**EXERCISE DESCRIPTION:** The lines to extract start at the one containing "indicate the patterned turban with a point" and end with the last line; give them exactly and nothing more.
* * * *
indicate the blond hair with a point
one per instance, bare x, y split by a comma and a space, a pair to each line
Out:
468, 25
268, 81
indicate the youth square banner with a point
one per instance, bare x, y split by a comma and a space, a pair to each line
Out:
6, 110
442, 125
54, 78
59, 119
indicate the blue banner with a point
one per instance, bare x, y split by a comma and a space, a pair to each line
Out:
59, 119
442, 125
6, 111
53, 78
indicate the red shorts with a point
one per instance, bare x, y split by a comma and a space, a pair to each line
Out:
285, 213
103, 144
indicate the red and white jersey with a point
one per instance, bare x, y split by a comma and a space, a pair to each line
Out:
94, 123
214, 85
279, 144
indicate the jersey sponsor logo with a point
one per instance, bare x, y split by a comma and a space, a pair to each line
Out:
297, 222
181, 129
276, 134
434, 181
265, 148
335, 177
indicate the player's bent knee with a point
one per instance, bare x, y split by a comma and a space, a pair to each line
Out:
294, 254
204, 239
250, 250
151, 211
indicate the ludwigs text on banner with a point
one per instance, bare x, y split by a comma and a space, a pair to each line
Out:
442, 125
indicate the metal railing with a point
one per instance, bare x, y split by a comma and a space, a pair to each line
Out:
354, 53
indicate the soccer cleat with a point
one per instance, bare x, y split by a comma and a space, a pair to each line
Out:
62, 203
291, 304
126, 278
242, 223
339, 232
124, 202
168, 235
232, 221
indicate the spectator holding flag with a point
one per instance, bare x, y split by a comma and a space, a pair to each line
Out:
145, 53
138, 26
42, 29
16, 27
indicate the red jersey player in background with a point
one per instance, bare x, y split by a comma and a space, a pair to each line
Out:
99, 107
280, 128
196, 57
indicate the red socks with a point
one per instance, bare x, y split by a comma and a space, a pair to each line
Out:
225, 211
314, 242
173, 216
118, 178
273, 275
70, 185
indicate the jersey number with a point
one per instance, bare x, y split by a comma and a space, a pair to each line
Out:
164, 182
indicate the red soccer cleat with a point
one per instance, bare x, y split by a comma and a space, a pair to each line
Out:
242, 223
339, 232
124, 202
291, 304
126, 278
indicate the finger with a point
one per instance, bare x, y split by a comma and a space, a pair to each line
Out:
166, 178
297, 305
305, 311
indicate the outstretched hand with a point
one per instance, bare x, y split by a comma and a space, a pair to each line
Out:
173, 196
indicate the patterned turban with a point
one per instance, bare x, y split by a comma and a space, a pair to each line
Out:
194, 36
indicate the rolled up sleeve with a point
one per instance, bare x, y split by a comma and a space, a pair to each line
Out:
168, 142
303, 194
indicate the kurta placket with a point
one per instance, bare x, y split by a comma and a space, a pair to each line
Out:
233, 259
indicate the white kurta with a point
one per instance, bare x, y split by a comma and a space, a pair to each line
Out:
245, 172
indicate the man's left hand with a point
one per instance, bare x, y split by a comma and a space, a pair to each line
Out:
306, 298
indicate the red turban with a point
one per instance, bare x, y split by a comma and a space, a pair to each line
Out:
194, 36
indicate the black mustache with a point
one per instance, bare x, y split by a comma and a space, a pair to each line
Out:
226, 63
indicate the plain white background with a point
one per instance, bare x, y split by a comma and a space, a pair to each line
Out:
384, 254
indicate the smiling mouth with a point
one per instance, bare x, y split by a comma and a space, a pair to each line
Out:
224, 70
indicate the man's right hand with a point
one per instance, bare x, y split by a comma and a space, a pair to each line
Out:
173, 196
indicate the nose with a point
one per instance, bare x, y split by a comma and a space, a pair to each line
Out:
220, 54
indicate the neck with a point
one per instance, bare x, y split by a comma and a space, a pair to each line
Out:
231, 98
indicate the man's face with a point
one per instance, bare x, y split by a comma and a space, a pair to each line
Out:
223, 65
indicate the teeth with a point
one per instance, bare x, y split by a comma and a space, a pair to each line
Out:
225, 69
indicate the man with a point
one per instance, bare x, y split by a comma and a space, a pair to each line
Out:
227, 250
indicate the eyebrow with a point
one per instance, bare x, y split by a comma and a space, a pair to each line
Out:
* * * *
**SOLUTION TO THE PROBLEM:**
indicate the patterned turban with a point
one per instance, bare x, y split by a comma and a space, a pair to each line
Out:
194, 36
indicate the rolled up sleeve with a point
one per instance, bare x, y split by a comma and a space, a pair to each line
Out:
168, 142
303, 194
indicate the kurta placket with a point
one per instance, bare x, y split by a comma and a space, a pair to each line
Out:
233, 259
indicate the white kurta with a point
one per instance, bare x, y split by a comma and a space, a pair to each line
Out:
245, 172
indicate the man's left hand with a point
one per instance, bare x, y split by a comma and a space, a pair to each line
Out:
306, 298
indicate the red turban with a point
one per instance, bare x, y split by a comma and a space, a pair to each line
Out:
194, 36
indicate the black mustache with a point
one per instance, bare x, y split by a comma and a space, a pair to each line
Out:
226, 63
indicate the plain white background with a point
one per instance, bare x, y split by a comma and a space, a pair to each line
Out:
384, 254
indicate the smiling mouth with a point
one per instance, bare x, y split by a comma and a space, a pair to each line
Out:
224, 70
indicate the man's right hand with a point
one per instance, bare x, y split by a comma and a space, a pair to each line
Out:
173, 196
indicate the nose with a point
one per instance, bare x, y split by a comma and a space, a pair to each line
Out:
220, 54
indicate the neck with a point
one per instance, bare x, y split by a comma and a space, a pair to each line
Out:
231, 98
indicate the man's face with a point
one per instance, bare x, y split by a comma and a space, a pair to each line
Out:
223, 65
indicate the teeth with a point
one per instance, bare x, y split by a comma and a space, a pair to each line
Out:
225, 69
indicate the man with a point
one per instance, bare x, y split by a comma and a space, a pair to each line
Out:
227, 250
indicate the eyebrow with a point
one per instance, bare x, y split by a comma and a space, a pair to each line
Out:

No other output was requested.